__TASK BRIEF__.
Return each entry exactly, with none missing.

__DATA EXTRACT__.
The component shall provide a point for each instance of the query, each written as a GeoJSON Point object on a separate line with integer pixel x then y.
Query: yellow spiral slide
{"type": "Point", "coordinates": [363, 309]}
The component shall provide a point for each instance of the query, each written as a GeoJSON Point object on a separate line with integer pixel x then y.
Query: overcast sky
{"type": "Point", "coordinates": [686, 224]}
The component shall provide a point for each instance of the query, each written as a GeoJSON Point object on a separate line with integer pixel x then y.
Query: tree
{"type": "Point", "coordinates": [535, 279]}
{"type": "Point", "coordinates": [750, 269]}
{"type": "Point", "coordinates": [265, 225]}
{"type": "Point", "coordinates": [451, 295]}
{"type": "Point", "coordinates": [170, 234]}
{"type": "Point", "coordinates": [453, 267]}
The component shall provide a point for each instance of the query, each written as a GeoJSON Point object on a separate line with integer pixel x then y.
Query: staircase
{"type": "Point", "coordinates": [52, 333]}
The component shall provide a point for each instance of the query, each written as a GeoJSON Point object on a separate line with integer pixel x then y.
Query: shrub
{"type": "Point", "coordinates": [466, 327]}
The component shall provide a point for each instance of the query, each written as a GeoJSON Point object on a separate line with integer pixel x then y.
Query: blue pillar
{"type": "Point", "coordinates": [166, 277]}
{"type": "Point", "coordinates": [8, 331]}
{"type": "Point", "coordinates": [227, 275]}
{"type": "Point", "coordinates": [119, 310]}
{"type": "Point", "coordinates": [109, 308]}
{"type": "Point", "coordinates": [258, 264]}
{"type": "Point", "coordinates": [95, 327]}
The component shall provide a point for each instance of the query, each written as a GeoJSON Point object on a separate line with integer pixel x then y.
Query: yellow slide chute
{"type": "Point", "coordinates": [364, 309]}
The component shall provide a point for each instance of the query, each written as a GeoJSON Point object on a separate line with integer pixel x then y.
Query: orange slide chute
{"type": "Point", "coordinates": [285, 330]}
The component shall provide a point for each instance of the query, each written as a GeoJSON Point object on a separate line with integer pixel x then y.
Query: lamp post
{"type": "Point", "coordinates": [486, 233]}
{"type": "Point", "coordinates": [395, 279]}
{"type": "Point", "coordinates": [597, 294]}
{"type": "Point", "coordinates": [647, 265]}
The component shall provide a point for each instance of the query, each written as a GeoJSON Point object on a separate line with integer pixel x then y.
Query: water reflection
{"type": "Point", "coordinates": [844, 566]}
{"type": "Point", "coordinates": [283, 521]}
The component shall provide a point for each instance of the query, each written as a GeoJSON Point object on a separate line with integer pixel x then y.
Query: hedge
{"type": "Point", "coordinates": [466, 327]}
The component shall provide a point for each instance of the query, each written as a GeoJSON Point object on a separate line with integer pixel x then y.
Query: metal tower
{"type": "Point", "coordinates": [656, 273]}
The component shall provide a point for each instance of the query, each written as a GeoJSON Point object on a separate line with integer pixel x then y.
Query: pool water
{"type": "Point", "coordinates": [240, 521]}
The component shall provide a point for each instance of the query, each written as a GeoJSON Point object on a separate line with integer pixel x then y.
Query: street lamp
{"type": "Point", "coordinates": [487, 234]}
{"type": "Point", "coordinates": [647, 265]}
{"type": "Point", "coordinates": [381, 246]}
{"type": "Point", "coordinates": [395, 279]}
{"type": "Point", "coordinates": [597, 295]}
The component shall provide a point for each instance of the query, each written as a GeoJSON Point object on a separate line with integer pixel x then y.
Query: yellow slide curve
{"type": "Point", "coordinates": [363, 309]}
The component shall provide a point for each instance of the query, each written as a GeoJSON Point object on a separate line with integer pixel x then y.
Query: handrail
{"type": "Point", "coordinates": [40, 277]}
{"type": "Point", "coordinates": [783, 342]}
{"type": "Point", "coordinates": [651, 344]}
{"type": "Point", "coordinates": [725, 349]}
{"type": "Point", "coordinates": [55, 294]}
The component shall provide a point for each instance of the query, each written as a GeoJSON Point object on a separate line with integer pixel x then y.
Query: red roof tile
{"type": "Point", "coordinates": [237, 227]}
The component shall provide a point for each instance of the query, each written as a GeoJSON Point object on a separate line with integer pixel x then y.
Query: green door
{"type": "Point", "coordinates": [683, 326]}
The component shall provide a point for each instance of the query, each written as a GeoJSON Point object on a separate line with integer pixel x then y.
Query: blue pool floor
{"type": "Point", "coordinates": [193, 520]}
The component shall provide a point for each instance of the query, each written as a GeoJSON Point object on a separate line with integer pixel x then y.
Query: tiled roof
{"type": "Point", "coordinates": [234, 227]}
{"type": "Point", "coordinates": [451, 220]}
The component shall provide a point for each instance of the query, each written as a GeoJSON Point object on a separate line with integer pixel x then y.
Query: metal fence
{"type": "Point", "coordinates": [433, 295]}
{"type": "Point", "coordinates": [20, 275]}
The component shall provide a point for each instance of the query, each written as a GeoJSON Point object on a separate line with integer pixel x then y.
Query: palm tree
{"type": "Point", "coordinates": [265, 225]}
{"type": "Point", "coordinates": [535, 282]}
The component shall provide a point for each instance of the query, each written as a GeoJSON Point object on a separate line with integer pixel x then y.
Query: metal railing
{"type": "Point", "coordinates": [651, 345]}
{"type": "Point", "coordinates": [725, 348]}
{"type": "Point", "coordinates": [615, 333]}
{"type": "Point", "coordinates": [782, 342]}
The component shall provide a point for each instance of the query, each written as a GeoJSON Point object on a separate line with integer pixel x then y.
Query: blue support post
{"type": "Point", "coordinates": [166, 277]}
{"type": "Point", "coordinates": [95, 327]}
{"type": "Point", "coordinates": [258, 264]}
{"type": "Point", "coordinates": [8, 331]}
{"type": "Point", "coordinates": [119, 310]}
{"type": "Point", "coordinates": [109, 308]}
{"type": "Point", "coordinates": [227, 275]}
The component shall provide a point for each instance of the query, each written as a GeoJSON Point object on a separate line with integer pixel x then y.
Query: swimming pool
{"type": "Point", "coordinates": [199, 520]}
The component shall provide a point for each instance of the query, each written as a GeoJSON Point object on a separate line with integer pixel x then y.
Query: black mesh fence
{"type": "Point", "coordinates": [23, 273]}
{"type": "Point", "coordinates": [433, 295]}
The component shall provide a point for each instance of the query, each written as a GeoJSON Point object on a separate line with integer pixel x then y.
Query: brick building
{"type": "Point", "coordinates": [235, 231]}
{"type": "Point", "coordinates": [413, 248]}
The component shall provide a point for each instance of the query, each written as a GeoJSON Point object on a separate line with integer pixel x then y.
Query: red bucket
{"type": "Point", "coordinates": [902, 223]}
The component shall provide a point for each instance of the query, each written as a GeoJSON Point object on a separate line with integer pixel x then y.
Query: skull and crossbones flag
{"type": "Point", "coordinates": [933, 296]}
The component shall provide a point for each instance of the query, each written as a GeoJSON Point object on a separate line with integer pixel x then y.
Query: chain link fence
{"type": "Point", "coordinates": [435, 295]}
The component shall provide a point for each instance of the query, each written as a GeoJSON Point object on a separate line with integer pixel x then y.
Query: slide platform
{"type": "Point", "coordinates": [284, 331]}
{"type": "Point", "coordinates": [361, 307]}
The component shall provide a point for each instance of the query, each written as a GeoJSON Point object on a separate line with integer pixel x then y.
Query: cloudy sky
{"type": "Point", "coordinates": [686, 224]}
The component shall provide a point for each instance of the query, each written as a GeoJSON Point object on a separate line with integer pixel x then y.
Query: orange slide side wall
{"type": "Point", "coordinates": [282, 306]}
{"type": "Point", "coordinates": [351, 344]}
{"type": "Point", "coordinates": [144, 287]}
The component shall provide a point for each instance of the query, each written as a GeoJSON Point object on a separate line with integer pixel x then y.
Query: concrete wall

__RESPONSE TO THE TASK__.
The component shall provide a point for each instance of the query, each written as a GeoJSON Point object on a separate line with integer pixel x then y.
Query: yellow spiral slide
{"type": "Point", "coordinates": [363, 309]}
The component shall provide a point for each instance of the query, each written as a GeoJSON Point object on a separate line with integer pixel x then y.
Query: overcast sky
{"type": "Point", "coordinates": [686, 224]}
The component shall provide a point for each instance of the query, each written as a GeoJSON Point object on a separate line with integer pixel x then y.
Query: tree
{"type": "Point", "coordinates": [535, 279]}
{"type": "Point", "coordinates": [750, 269]}
{"type": "Point", "coordinates": [265, 225]}
{"type": "Point", "coordinates": [451, 295]}
{"type": "Point", "coordinates": [170, 234]}
{"type": "Point", "coordinates": [453, 267]}
The component shall provide a point for each instance of the query, each written as a GeoJSON Point object on a separate line with integer pixel x then y.
Query: staircase
{"type": "Point", "coordinates": [52, 333]}
The component shall provide a point for each instance of the query, each written as a GeoJSON Point object on a separate line with integer pixel x then y.
Query: shrub
{"type": "Point", "coordinates": [466, 327]}
The component shall provide a point for each instance of the query, each written as a GeoJSON Point object on a separate line with integer pixel x then y.
Query: blue pillar
{"type": "Point", "coordinates": [166, 277]}
{"type": "Point", "coordinates": [8, 331]}
{"type": "Point", "coordinates": [227, 275]}
{"type": "Point", "coordinates": [119, 310]}
{"type": "Point", "coordinates": [109, 308]}
{"type": "Point", "coordinates": [258, 264]}
{"type": "Point", "coordinates": [95, 327]}
The component shall provide a point for each instance of the query, each written as a GeoJSON Point object on a separate line with integer pixel x then y.
Query: yellow slide chute
{"type": "Point", "coordinates": [364, 309]}
The component shall provide a point for each instance of the query, each written as a GeoJSON Point object on a separate line with integer pixel x then y.
Query: orange slide chute
{"type": "Point", "coordinates": [285, 330]}
The component shall provide a point for each instance of the query, each written as a GeoJSON Point object on a separate line with integer pixel x then y.
Query: lamp post
{"type": "Point", "coordinates": [486, 233]}
{"type": "Point", "coordinates": [395, 279]}
{"type": "Point", "coordinates": [597, 294]}
{"type": "Point", "coordinates": [647, 265]}
The component shall provide a point for each instance of the query, each written as a GeoJSON Point object on a separate line with integer pixel x then y.
Query: water reflection
{"type": "Point", "coordinates": [844, 566]}
{"type": "Point", "coordinates": [283, 521]}
The component shall provide a point for each instance of the query, each written as a GeoJSON Point object on a separate line with integer pixel x then y.
Query: hedge
{"type": "Point", "coordinates": [466, 327]}
The component shall provide a point for each instance of the query, each written as a GeoJSON Point object on a separate line with integer pixel x then y.
Query: metal tower
{"type": "Point", "coordinates": [656, 273]}
The component shall provide a point for each instance of the query, each written as a GeoJSON Point object on a separate line with integer pixel x then y.
Query: pool water
{"type": "Point", "coordinates": [240, 521]}
The component shall provide a point for each instance of the query, each written as a GeoJSON Point object on a separate line with integer pixel x then y.
Query: street lamp
{"type": "Point", "coordinates": [487, 234]}
{"type": "Point", "coordinates": [647, 265]}
{"type": "Point", "coordinates": [381, 246]}
{"type": "Point", "coordinates": [395, 279]}
{"type": "Point", "coordinates": [597, 295]}
The component shall provide a point for each instance of the query, each written as a GeoJSON Point object on a separate line with integer pixel x then y.
Query: yellow slide curve
{"type": "Point", "coordinates": [363, 309]}
The component shall provide a point for each instance of the query, each written as a GeoJSON Point object on a separate line with integer pixel x then y.
Query: handrail
{"type": "Point", "coordinates": [40, 277]}
{"type": "Point", "coordinates": [783, 342]}
{"type": "Point", "coordinates": [651, 344]}
{"type": "Point", "coordinates": [725, 349]}
{"type": "Point", "coordinates": [55, 294]}
The component shall provide a point for each instance of the query, each written as a GeoJSON Point object on a separate line with integer pixel x then y.
Query: red roof tile
{"type": "Point", "coordinates": [237, 227]}
The component shall provide a point for each instance of the query, each written as a GeoJSON Point object on a separate line with integer pixel x then y.
Query: green door
{"type": "Point", "coordinates": [683, 326]}
The component shall provide a point for each instance of the query, each written as a GeoJSON Point object on a separate line with integer pixel x then y.
Query: blue pool floor
{"type": "Point", "coordinates": [193, 520]}
The component shall provide a point for each instance of the query, each written as a GeoJSON Point object on a separate line with integer pixel x then y.
Query: tiled roof
{"type": "Point", "coordinates": [234, 227]}
{"type": "Point", "coordinates": [451, 220]}
The component shall provide a point for each instance of the query, each written as a GeoJSON Point object on a separate line with integer pixel x then y.
Query: metal fence
{"type": "Point", "coordinates": [433, 295]}
{"type": "Point", "coordinates": [20, 275]}
The component shall provide a point for each instance of the query, each written as a GeoJSON Point object on a separate line with integer pixel x then y.
Query: palm tree
{"type": "Point", "coordinates": [265, 225]}
{"type": "Point", "coordinates": [535, 282]}
The component shall provide a point for each instance of the query, each written as a GeoJSON Point object on a separate line with integer pixel x then y.
Query: metal railing
{"type": "Point", "coordinates": [651, 345]}
{"type": "Point", "coordinates": [725, 348]}
{"type": "Point", "coordinates": [615, 333]}
{"type": "Point", "coordinates": [782, 342]}
The component shall provide a point for each instance of the query, each written as a GeoJSON Point object on a separate line with integer pixel x then y.
Query: blue support post
{"type": "Point", "coordinates": [166, 277]}
{"type": "Point", "coordinates": [95, 327]}
{"type": "Point", "coordinates": [258, 264]}
{"type": "Point", "coordinates": [8, 331]}
{"type": "Point", "coordinates": [119, 310]}
{"type": "Point", "coordinates": [109, 308]}
{"type": "Point", "coordinates": [227, 275]}
The component shall provide a point for each instance of the query, each written as a GeoJSON Point object on a separate line with integer pixel x then y.
Query: swimming pool
{"type": "Point", "coordinates": [199, 520]}
The component shall provide a point for each instance of the query, each written as a GeoJSON Point object on a separate line with integer pixel x then y.
Query: black mesh fence
{"type": "Point", "coordinates": [23, 273]}
{"type": "Point", "coordinates": [433, 295]}
The component shall provide a point for each instance of the query, each written as a GeoJSON Point object on a separate line with integer pixel x then y.
Query: brick building
{"type": "Point", "coordinates": [235, 231]}
{"type": "Point", "coordinates": [413, 248]}
The component shall provide a point for each instance of the query, each written as a GeoJSON Point object on a separate line with integer pixel x then y.
Query: red bucket
{"type": "Point", "coordinates": [902, 223]}
The component shall provide a point for each instance of the query, each written as a GeoJSON Point object on a separate line with integer pixel x then y.
Query: skull and crossbones flag
{"type": "Point", "coordinates": [933, 296]}
The component shall provide a point for each instance of the query, each written as a GeoJSON Point object on a separate line with integer pixel x then y.
Query: chain link fence
{"type": "Point", "coordinates": [435, 295]}
The component shall provide a point for each instance of the query, each written as a GeoJSON Point object on a separate line with integer pixel x then y.
Query: slide platform
{"type": "Point", "coordinates": [284, 331]}
{"type": "Point", "coordinates": [361, 307]}
The component shall provide a point for each instance of the query, each written as a GeoJSON Point object on a separate line with integer pixel x then y.
Query: cloudy sky
{"type": "Point", "coordinates": [686, 224]}
The component shall provide a point for each instance of the query, each written as a GeoJSON Point object on a separate line with integer pixel x then y.
Query: orange slide side wall
{"type": "Point", "coordinates": [282, 306]}
{"type": "Point", "coordinates": [351, 344]}
{"type": "Point", "coordinates": [144, 287]}
The component shall provide a point for each instance of the query, each written as a GeoJSON Point object on a separate line with integer pixel x then y.
Query: concrete wall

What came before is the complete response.